__GIVEN INSTRUCTION A__. Copy the listing below verbatim, starting at the line that contains "[pin] reed bed" and continuing through the last line of the listing.
+ + + + +
Friday, November 28, 2008

postgresql replication using slony-I

As most postgresql users must be knowing, postgresql does not provide any inbuilt replication solution. There are lots of 3rd party replication products available for postgresql. Slony is one of them. Slony is a trigger based replication solution, that is it used triggers to push data to the slave. Slony is supposed to be one of the most stable replication solutions for postgresql.

You can download slony from www.slony.info. There are two major versions of slony - slony-I & slony-II. Slony-I is a simple master-slave replication solution. Whereas slony-II is a advanced multi-master replication solution. We will go ahead with simple master-slave replication solution. So we will download Slony-I. The latest version available is Slony-I 1.2.15. Slony-I 2.0 is in RC and should be soon released. But we will go with a stable release - 1.2.15.

Postgresql version being used is 8.3.3. To install slony, simply untar the downloaded file and run
./configure --with-pgconfigdir=<path to pg_config>
make
sudo make install


I have used two machines for setting up replication. Installed postgresql and slony-I on both of them.

master server ip : 172.16.3.211
slave server ip : 172.16.3.173


We will be working with the superuser postgres which is used to start and stop the postgresql server.
+ + + + +
__GIVEN INSTRUCTION B__. Translate this sentence from the Slony-I replication post into Spanish: "Slony-I is a simple master-slave replication solution."
+ + + + +
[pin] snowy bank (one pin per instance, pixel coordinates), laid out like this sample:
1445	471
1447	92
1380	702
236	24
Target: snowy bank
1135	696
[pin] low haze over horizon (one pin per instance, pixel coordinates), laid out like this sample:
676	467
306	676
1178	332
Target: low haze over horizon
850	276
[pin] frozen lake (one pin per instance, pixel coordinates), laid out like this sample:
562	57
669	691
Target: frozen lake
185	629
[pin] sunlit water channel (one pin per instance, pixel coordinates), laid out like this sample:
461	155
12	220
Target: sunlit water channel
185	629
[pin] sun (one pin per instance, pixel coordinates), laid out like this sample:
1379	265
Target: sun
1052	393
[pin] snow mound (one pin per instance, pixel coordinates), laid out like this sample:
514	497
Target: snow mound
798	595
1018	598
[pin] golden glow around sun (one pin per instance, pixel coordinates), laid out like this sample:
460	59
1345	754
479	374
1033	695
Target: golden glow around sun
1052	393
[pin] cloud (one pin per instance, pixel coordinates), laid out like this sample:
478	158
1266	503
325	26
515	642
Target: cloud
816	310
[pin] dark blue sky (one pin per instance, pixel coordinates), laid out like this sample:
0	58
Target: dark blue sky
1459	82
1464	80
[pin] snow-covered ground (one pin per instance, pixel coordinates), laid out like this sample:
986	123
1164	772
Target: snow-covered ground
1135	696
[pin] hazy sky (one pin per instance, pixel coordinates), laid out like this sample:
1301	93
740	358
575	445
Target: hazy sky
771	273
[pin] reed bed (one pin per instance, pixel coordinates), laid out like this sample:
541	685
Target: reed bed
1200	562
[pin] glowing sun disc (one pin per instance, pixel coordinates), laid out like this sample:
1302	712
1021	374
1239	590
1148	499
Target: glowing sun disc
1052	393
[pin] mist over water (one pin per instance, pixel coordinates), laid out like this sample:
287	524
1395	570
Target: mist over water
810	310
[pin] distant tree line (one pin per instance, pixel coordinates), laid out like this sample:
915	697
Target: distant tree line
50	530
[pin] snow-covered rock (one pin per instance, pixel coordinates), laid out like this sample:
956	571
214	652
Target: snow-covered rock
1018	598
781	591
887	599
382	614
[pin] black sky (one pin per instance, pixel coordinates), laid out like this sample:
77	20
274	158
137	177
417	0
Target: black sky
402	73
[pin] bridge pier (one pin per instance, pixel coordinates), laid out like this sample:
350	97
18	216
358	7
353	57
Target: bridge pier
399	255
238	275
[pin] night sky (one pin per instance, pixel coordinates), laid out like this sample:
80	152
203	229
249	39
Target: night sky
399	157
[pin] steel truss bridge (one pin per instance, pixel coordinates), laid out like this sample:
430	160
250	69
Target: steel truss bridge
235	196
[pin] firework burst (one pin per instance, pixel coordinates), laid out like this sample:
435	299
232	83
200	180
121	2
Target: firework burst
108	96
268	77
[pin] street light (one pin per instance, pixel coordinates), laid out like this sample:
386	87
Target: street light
+ + + + +
__EXERCISE RESULT A__.
[pin] reed bed (one pin per instance, pixel coordinates), laid out like this sample:
541	685
Target: reed bed
1200	562
[pin] glowing sun disc (one pin per instance, pixel coordinates), laid out like this sample:
1302	712
1021	374
1239	590
1148	499
Target: glowing sun disc
1052	393
[pin] mist over water (one pin per instance, pixel coordinates), laid out like this sample:
287	524
1395	570
Target: mist over water
810	310
[pin] distant tree line (one pin per instance, pixel coordinates), laid out like this sample:
915	697
Target: distant tree line
50	530
[pin] snow-covered rock (one pin per instance, pixel coordinates), laid out like this sample:
956	571
214	652
Target: snow-covered rock
1018	598
781	591
887	599
382	614
[pin] black sky (one pin per instance, pixel coordinates), laid out like this sample:
77	20
274	158
137	177
417	0
Target: black sky
402	73
[pin] bridge pier (one pin per instance, pixel coordinates), laid out like this sample:
350	97
18	216
358	7
353	57
Target: bridge pier
399	255
238	275
[pin] night sky (one pin per instance, pixel coordinates), laid out like this sample:
80	152
203	229
249	39
Target: night sky
399	157
[pin] steel truss bridge (one pin per instance, pixel coordinates), laid out like this sample:
430	160
250	69
Target: steel truss bridge
235	196
[pin] firework burst (one pin per instance, pixel coordinates), laid out like this sample:
435	299
232	83
200	180
121	2
Target: firework burst
108	96
268	77
[pin] street light (one pin per instance, pixel coordinates), laid out like this sample:
386	87
Target: street light

__EXERCISE RESULT B__. Slony-I es una solución sencilla de replicación maestro-esclavo.